:: TASK DESCRIPTION ::
Copy out each item below word for word, leaving out the pictures.

:: DATASET RECORDS ::
-- Start --

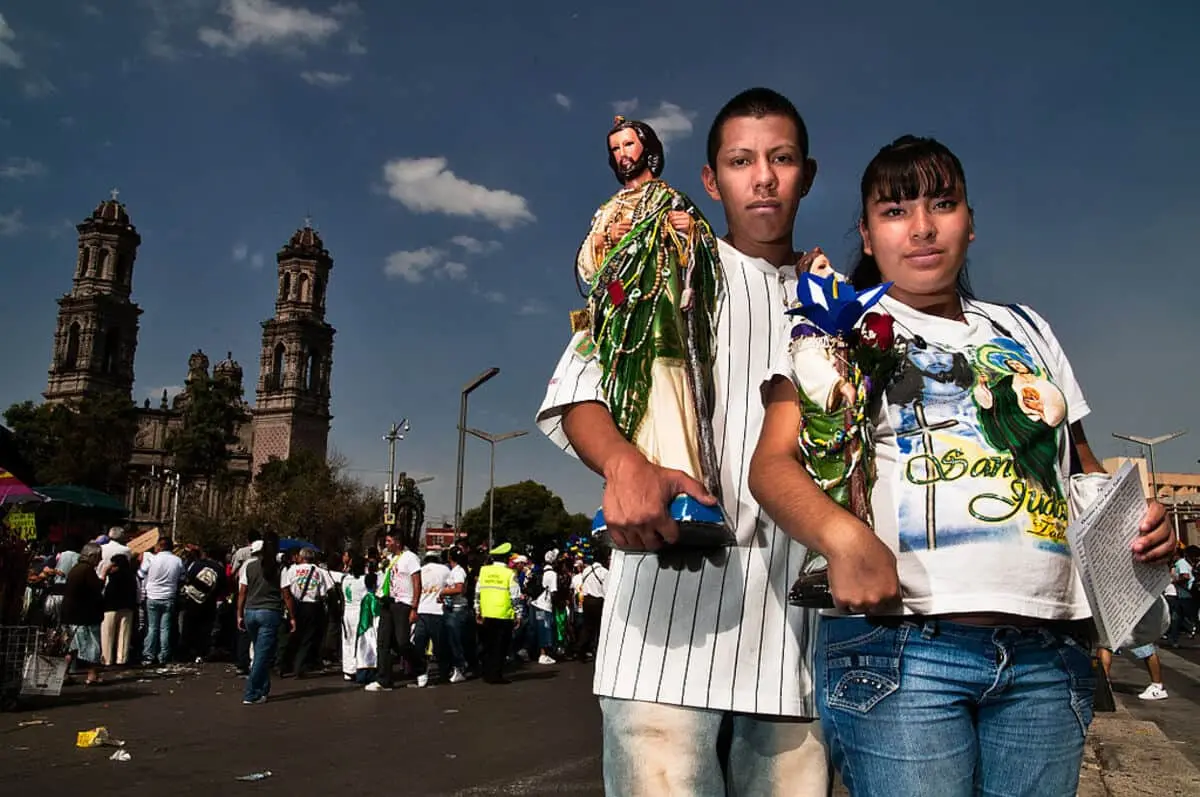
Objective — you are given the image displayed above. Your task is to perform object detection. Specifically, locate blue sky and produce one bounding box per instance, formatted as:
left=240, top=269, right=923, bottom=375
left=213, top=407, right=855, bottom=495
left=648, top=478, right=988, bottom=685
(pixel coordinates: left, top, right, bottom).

-- End --

:: WORKED SOLUTION ::
Objective — you are given the image displayed above. Your task is to perform object detection. Specifically, locate blue sky and produce one bounding box per instance, formatted as:
left=240, top=269, right=923, bottom=375
left=213, top=407, right=855, bottom=495
left=648, top=478, right=988, bottom=685
(pixel coordinates: left, top, right, bottom).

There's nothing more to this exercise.